● **Task description**: Gather every line of the material below that contains the word "hair", and copy each line in full. Matches must have the same case.
▶
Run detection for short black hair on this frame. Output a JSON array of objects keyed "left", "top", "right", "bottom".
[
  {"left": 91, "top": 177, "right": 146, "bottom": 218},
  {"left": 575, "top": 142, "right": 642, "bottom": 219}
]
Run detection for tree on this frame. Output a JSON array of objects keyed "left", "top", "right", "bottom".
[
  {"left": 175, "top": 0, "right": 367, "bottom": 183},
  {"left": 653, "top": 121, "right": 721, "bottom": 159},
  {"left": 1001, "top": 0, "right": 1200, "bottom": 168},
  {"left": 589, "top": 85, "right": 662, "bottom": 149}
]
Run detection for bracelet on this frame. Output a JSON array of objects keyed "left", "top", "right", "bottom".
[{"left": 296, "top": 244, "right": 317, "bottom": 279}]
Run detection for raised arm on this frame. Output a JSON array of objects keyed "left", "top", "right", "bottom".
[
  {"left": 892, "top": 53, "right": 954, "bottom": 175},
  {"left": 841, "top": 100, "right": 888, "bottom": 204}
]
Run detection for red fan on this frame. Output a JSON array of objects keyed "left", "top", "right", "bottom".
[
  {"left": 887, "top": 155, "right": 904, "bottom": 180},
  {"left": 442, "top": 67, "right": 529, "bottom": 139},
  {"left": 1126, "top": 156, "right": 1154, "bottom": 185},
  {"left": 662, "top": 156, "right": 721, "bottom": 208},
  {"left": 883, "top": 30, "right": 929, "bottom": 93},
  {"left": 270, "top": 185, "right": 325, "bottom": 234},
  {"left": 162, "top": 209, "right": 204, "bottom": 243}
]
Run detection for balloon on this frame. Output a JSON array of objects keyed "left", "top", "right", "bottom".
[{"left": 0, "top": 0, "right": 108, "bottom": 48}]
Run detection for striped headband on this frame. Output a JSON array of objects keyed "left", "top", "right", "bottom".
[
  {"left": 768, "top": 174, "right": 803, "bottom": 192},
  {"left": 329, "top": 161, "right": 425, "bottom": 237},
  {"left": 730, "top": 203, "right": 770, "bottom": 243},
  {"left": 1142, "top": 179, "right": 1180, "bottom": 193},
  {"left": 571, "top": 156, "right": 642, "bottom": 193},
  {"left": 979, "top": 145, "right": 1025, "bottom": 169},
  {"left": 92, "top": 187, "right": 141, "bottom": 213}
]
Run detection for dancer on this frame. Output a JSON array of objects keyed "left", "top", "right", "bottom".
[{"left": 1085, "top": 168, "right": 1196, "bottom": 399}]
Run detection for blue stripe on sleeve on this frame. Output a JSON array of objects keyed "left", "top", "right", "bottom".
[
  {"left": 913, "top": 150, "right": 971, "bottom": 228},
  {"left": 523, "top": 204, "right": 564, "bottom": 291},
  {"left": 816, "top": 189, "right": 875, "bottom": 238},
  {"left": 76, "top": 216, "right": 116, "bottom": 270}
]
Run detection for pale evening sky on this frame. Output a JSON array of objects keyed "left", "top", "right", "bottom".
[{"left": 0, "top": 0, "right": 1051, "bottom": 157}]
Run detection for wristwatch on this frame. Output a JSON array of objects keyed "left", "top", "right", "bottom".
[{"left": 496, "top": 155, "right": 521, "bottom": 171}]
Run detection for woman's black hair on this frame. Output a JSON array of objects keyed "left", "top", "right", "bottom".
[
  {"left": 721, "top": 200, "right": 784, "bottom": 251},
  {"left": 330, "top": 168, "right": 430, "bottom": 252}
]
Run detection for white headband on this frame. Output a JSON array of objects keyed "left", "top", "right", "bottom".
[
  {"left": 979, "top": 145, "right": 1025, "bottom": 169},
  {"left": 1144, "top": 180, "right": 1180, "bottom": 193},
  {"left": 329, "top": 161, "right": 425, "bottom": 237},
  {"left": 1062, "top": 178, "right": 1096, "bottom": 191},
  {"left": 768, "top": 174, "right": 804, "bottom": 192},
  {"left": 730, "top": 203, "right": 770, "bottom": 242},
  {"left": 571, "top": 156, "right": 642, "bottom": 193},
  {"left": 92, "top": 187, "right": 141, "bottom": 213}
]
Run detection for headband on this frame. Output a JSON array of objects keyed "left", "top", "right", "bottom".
◀
● **Answer to this exercise**:
Run detection for short black hair on this frame. Output a JSON array of objects keyed "left", "top", "right", "bottom".
Run detection for woman's black hair on this frame. Output a JSON array of objects keyed "left", "top", "right", "bottom".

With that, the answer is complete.